## [TRECHO FORNECIDO]
Procuradoria dos Direitos do Cidadão alerta: MP para monitorar organizações sociais é inconstitucional
Tempo de leitura: 3 minPara o órgão, que integra o MPF, a norma viola o artigo 5º da Constituição Federal que veda a interferência estatal no funcionamento dessas instituições
O conteúdo da medida provisória 870/2019, editada no dia 1º de janeiro pelo governo federal, viola princípios constitucionais. Esse é o posicionamento da Procuradoria Federal dos Direitos do Cidadão (PFDC), órgão que integra o Ministério Público Federal (MPF), diante da norma que instituiu como uma das funções da Secretaria de Governo da Presidência da República “supervisionar, coordenar, monitorar e acompanhar” a atuação de organizações da sociedade civil no Brasil.

## [DADOS FORNECIDOS]

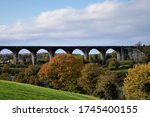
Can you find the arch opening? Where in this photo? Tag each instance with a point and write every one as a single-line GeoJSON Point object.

## [COMPLETE O SEGUINTE]
(a) Reescreva a parte do trecho fornecido que começa em "Procuradoria dos Direitos" e termina em "civil no Brasil.", substituindo "medida provisória" por "MP".
(b) Liste os verbos que o trecho fornecido cita entre aspas como funções atribuídas à Secretaria de Governo da Presidência da República.
(c) Responda às perguntas abaixo com base no trecho fornecido.
(i) Em que dia a medida provisória 870/2019 foi editada?
(ii) Qual artigo da Constituição Federal a norma viola, segundo o órgão?
(iii) De qual instituição a Procuradoria Federal dos Direitos do Cidadão faz parte?

## [AS RESPOSTAS]
(a)
Procuradoria dos Direitos do Cidadão alerta: MP para monitorar organizações sociais é inconstitucional
Tempo de leitura: 3 minPara o órgão, que integra o MPF, a norma viola o artigo 5º da Constituição Federal que veda a interferência estatal no funcionamento dessas instituições
O conteúdo da MP 870/2019, editada no dia 1º de janeiro pelo governo federal, viola princípios constitucionais. Esse é o posicionamento da Procuradoria Federal dos Direitos do Cidadão (PFDC), órgão que integra o Ministério Público Federal (MPF), diante da norma que instituiu como uma das funções da Secretaria de Governo da Presidência da República “supervisionar, coordenar, monitorar e acompanhar” a atuação de organizações da sociedade civil no Brasil.

(b) supervisionar, coordenar, monitorar, acompanhar

(c)
(i) No dia 1º de janeiro.
(ii) O artigo 5º.
(iii) Do Ministério Público Federal (MPF).